- Activity
Of the lines below, report only those that contain "door".

- Data for this exercise

____

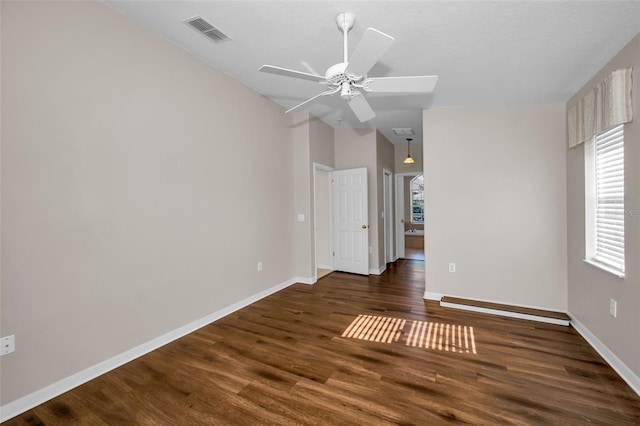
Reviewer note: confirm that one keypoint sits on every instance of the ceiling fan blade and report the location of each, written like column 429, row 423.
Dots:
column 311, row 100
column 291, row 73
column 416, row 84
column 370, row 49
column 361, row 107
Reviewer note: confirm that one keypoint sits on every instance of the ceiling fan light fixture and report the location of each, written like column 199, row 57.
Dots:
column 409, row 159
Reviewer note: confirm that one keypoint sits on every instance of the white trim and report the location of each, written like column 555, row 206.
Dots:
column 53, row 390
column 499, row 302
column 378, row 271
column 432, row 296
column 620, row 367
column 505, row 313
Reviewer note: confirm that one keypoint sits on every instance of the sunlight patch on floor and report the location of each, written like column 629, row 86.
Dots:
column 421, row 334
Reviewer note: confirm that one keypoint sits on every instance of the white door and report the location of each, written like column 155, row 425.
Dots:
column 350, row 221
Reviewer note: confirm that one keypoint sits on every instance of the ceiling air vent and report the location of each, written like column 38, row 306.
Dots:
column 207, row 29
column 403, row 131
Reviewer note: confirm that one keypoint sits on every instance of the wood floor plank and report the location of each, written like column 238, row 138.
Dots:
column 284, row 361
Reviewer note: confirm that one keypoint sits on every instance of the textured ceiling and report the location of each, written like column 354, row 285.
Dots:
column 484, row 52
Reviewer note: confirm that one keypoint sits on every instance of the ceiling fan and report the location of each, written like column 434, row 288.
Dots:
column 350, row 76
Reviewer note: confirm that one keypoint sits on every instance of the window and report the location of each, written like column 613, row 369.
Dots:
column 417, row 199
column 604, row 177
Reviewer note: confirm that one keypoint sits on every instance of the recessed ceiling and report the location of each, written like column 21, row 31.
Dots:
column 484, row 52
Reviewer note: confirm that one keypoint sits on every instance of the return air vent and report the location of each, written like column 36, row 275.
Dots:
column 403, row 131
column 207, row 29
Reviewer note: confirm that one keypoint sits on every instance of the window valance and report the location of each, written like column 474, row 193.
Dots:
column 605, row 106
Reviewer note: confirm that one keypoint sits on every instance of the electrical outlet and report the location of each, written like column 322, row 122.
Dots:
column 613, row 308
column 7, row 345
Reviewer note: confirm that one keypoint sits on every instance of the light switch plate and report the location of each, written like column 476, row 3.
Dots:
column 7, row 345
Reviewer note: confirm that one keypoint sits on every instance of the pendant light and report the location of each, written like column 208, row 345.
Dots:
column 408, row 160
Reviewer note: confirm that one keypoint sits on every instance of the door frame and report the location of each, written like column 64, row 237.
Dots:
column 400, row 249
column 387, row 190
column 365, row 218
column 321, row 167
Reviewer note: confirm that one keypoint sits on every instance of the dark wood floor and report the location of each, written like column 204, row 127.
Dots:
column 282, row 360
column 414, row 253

____

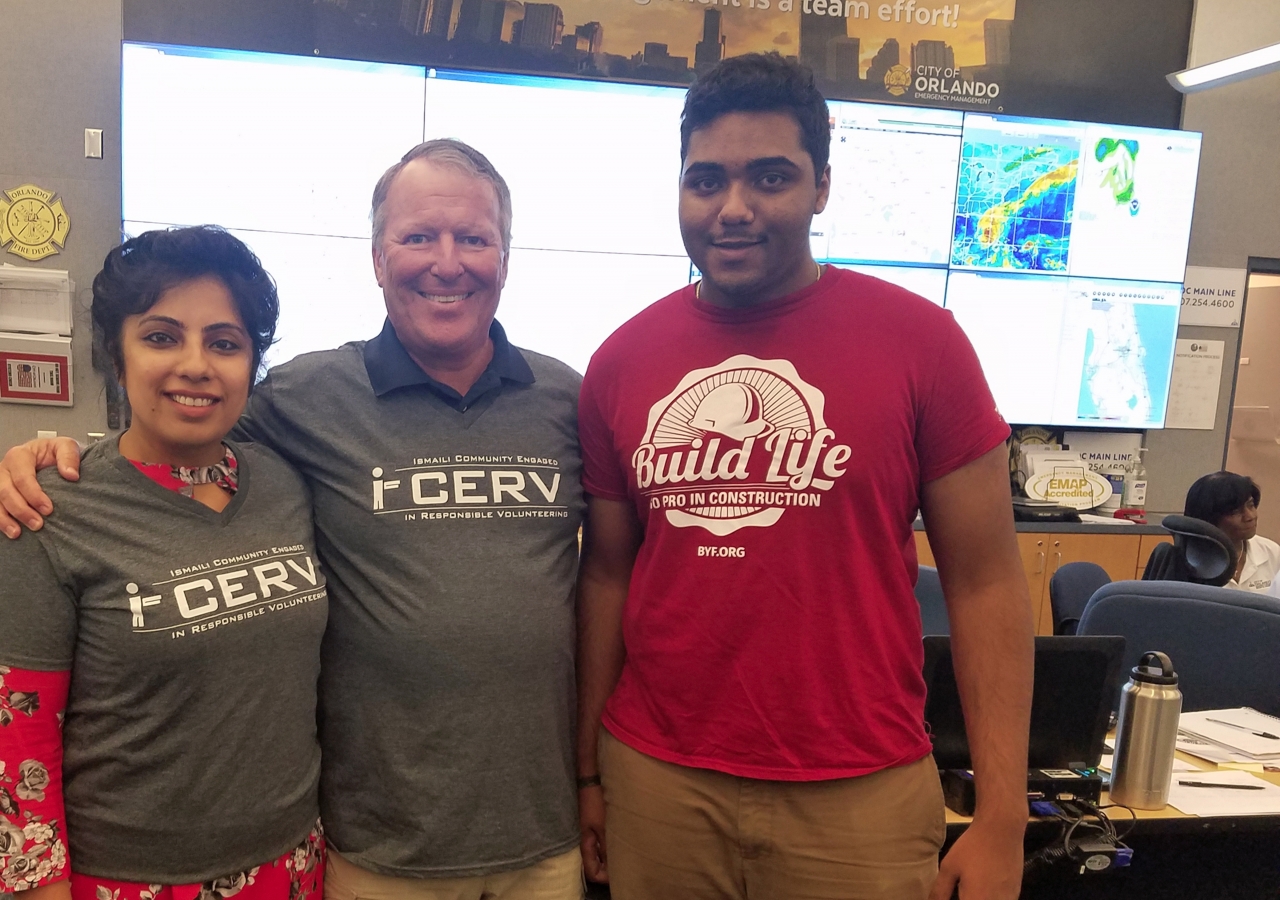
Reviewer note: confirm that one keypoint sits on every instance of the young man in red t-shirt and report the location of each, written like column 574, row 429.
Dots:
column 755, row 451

____

- Result of the task
Reviewer note: confirm that one keypoint sits on every instance of the white door and report the location of each, written like column 155, row 425.
Reviewer note: confirm that one keypoint sits on every instance of the door frame and report the location of each, written like column 64, row 237.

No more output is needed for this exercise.